- _TASK SET_:
A – Arrange the rows as a Markdown table with the columns Line and Text, numbering each line and leaving out blank ones. Cover everything from the first row down to the line containing "x=258, y=99", including both of those lines.
B – Pick up the mocha ricotta recipe where it stops and carry it on.

- _GIVEN TEXT_:
══════════

A delightful creation of velvety mocha filling on a thin crust.  It can be made in advance to avoid a last-minute rush in the kitchen.

Crumb Crust
125 g Digestive or Eetsummor Biscuits
2 ml ground cinnamon
50g/50 ml butter or margarine

750 g Ricotta cheese
300 ml sugar
20 ml lemon juice
5 ml vanilla essence
15 ml brandy
20 ml gelatine
125 ml espresso or strong coffee
250 ml cream, whipped
125 ml chocolate chips

  1. Line the base of a 25 – 28 cm spring-form tin with baking paper.
  2. Place the biscuits, cinnamon and butter or margarine into the bowl of a food processor and process until crumbly and even.
  3. Turn out into the tin and press evenly onto the base.
  4. Place the Ricotta cheese, sugar, lemon juice, brandy and vanilla essence in a bowl and beat well.

══════════

- _INFORMATION GIVEN_:
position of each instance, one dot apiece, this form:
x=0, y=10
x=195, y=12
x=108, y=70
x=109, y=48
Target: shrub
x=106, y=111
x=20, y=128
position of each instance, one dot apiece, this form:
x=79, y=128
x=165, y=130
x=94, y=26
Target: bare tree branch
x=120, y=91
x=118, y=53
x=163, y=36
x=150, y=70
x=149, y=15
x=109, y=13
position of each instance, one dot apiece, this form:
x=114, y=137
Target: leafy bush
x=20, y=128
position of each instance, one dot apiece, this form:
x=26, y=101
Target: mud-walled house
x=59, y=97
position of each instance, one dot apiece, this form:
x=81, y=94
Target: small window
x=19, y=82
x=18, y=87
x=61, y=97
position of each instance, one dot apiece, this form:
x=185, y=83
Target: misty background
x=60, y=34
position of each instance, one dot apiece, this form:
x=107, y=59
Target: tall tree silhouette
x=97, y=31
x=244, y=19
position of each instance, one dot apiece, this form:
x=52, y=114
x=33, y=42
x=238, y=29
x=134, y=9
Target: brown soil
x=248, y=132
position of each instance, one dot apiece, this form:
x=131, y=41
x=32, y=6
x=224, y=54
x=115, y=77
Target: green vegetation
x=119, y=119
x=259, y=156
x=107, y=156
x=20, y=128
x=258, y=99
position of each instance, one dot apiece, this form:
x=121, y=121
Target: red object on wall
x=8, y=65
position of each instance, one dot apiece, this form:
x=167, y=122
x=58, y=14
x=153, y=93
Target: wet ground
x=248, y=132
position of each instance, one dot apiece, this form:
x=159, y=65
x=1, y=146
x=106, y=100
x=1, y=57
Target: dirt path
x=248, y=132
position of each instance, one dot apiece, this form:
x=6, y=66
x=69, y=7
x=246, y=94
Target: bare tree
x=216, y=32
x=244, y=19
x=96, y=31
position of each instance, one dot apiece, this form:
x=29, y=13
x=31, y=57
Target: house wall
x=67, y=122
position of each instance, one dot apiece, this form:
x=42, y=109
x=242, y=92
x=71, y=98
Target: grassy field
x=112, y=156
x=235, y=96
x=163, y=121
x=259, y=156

══════════

- _ANSWERS TO THE EXERCISES_:
A –
| Line | Text |
|---|---|
| 1 | position of each instance, one dot apiece, this form: |
| 2 | x=0, y=10 |
| 3 | x=195, y=12 |
| 4 | x=108, y=70 |
| 5 | x=109, y=48 |
| 6 | Target: shrub |
| 7 | x=106, y=111 |
| 8 | x=20, y=128 |
| 9 | position of each instance, one dot apiece, this form: |
| 10 | x=79, y=128 |
| 11 | x=165, y=130 |
| 12 | x=94, y=26 |
| 13 | Target: bare tree branch |
| 14 | x=120, y=91 |
| 15 | x=118, y=53 |
| 16 | x=163, y=36 |
| 17 | x=150, y=70 |
| 18 | x=149, y=15 |
| 19 | x=109, y=13 |
| 20 | position of each instance, one dot apiece, this form: |
| 21 | x=114, y=137 |
| 22 | Target: leafy bush |
| 23 | x=20, y=128 |
| 24 | position of each instance, one dot apiece, this form: |
| 25 | x=26, y=101 |
| 26 | Target: mud-walled house |
| 27 | x=59, y=97 |
| 28 | position of each instance, one dot apiece, this form: |
| 29 | x=81, y=94 |
| 30 | Target: small window |
| 31 | x=19, y=82 |
| 32 | x=18, y=87 |
| 33 | x=61, y=97 |
| 34 | position of each instance, one dot apiece, this form: |
| 35 | x=185, y=83 |
| 36 | Target: misty background |
| 37 | x=60, y=34 |
| 38 | position of each instance, one dot apiece, this form: |
| 39 | x=107, y=59 |
| 40 | Target: tall tree silhouette |
| 41 | x=97, y=31 |
| 42 | x=244, y=19 |
| 43 | position of each instance, one dot apiece, this form: |
| 44 | x=52, y=114 |
| 45 | x=33, y=42 |
| 46 | x=238, y=29 |
| 47 | x=134, y=9 |
| 48 | Target: brown soil |
| 49 | x=248, y=132 |
| 50 | position of each instance, one dot apiece, this form: |
| 51 | x=131, y=41 |
| 52 | x=32, y=6 |
| 53 | x=224, y=54 |
| 54 | x=115, y=77 |
| 55 | Target: green vegetation |
| 56 | x=119, y=119 |
| 57 | x=259, y=156 |
| 58 | x=107, y=156 |
| 59 | x=20, y=128 |
| 60 | x=258, y=99 |

B –
  5. Place the gelatine into a 250 ml heat resistant jug and add the coffee or water and coffee powder and microwave on MEDIUM for 1 minute or until syrupy and melted.
  6. Stir a few spoonfuls of the Ricotta mixture into the gelatine, add to the bowl with the Ricotta and beat well.
  7. Add the whipped cream and chocolate chips and fold together until evenly combined.
  8. Pour into the prepared crust and sprinkle a few chocolate chips on top.
  9. Refrigerate until firm and cut as preferred to serve as a teatime treat or dessert.

If Ricotta cheese is not available use firm cream cheese.

10 servings. 

Recipe by Carolié de Koster.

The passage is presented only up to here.